--- ФРАГМЕНТ БЕСЕДЫ ---

К. ЛАРИНА – Нет, которые выходят.
В. ДЫМАРСКИЙ – Которых так называют.
К. ЛАРИНА – Да.
Л. РУБИНШТЕЙН – Я их определяю как людей ответственных, ощущающих свою ответственность за судьбу страны, как людей, желающих любыми способами, так сказать, поведенческими, демонстрировать, что они не согласны считать себя быдлом, не считать себя молчаливой, на всё согласной толпой. Вот так я их определяю. Как ещё? В последнее время ведутся разговоры… меня все время спрашивают – а как вы думаете, какие перспективы, а что это даст? Я говорю – я не знаю, что это даст. Это уже даёт, понимаете? Люди видят друг друга, они запомнят навсегда.
К. ЛАРИНА – Атмосферу меняют в стране эти события?
Л. РУБИНШТЕЙН – Про страну говорить трудно. Она слишком большая. И даже в городе, по-моему. В центре города меняют. В центре города меняют.
К. ЛАРИНА – Ну, вот же поехали в Астрахань… такой десант был… прекрасно. Они же сначала… я просто помню, как они были в таком ужасе от города, когда они говорили, что никто ничего не знает. Какая голодовка? Чего? Какие депутаты? Никто ничего не знает.
Л. РУБИНШТЕЙН – А потом город проснулся, да?

--- ЗАДАНИЯ ДЛЯ ВЫПОЛНЕНИЯ ---
a. Проверьте по фрагменту беседы три утверждения и для каждого ответьте «да» или «нет», подкрепив ответ точной цитатой: (i) Рубинштейн говорит, что не знает, что даст происходящее; (ii) по словам Рубинштейна, атмосфера меняется во всей стране; (iii) Ларина упоминает поездку в Астрахань.
b. Продолжите фрагмент беседы, начав сразу после последней реплики.

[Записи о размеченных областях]
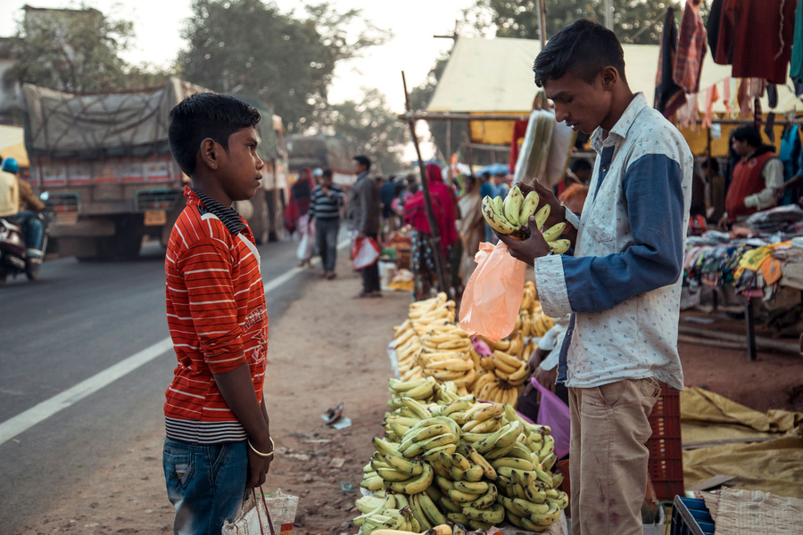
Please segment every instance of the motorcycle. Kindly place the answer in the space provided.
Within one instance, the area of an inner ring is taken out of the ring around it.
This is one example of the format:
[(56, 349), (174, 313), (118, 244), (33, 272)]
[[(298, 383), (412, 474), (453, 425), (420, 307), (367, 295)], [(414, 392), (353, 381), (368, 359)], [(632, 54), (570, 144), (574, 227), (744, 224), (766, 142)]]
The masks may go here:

--- ОТВЕТЫ К ЗАДАНИЯМ ---
a.
(i) Да: «Я говорю – я не знаю, что это даст.»
(ii) Нет: «Про страну говорить трудно. Она слишком большая.»
(iii) Да: «Ну, вот же поехали в Астрахань…»

b.
К. ЛАРИНА – Разбудили, раскачали.
Л. РУБИНШТЕЙН – Нет, всё не зря, конечно. Конечно. В конце зимы возникло стихийное движение этих наблюдателей, которое, я считаю, вообще совершенно новая горизонтально возникшая структура, никто их не придумывал, они возникли сами по себе и которые, в общем, как раз эффект от их работы как раз был, насколько мне известно, они, в общем, достаточно… ну как…
К. ЛАРИНА – Наблюдатели?
Л. РУБИНШТЕЙН – Ну, да.
К. ЛАРИНА – Нет, как бы смысл, безусловно, был, только это всё уперлось в стену.
Л. РУБИНШТЕЙН – Понятно, понятно. Я с некоторыми из них общаюсь. Они не намерены останавливаться. Они почувствовали вкус.
К. ЛАРИНА – Когда люди даже в качестве доказательства никто не принимает эти…
Л. РУБИНШТЕЙН – Вообще почувствовать вкус свободы – это вещь очень важная. Особенно в молодые годы.
К. ЛАРИНА – Вот это поколение, которое почувствовало вкус свободы. У них пока, правда, тоже никто ничего не отнял. Границы не закрыты, правда же?
Л. РУБИНШТЕЙН – Ну, понятно. Но я не думаю, что начальство на это так уж…
В. ДЫМАРСКИЙ – К сожалению, у нас свобода просто в иерархии ценностей нашего общества…
Л. РУБИНШТЕЙН – Совершенно верно, не на первом месте.
В. ДЫМАРСКИЙ – Не на первом, мягко говоря.
Л. РУБИНШТЕЙН – Свобода и достоинство .
В. ДЫМАРСКИЙ - Да.
К. ЛАРИНА – Свобода кончилась, потому что сейчас будет перерыв.
В. ДЫМАРСКИЙ – У нас будет перерыв, после чего мы будем говорить и о свободе, и о достоинстве, и обо всём другом.
НОВОСТИ
В. ДЫМАРСКИЙ - Ещё раз приветствую нашу аудиторию – радийную, телевизионную, тех, кто смотрит «Сетевизор». Это программа «2012» с ведущими Ксения Ларина и Виталием Дымарским, и с гостем Львом Рубинштейном.
К. ЛАРИНА - Можно подвести итоги.
В. ДЫМАРСКИЙ - Ну, подведи.
К. ЛАРИНА – А где? Я не вижу, где.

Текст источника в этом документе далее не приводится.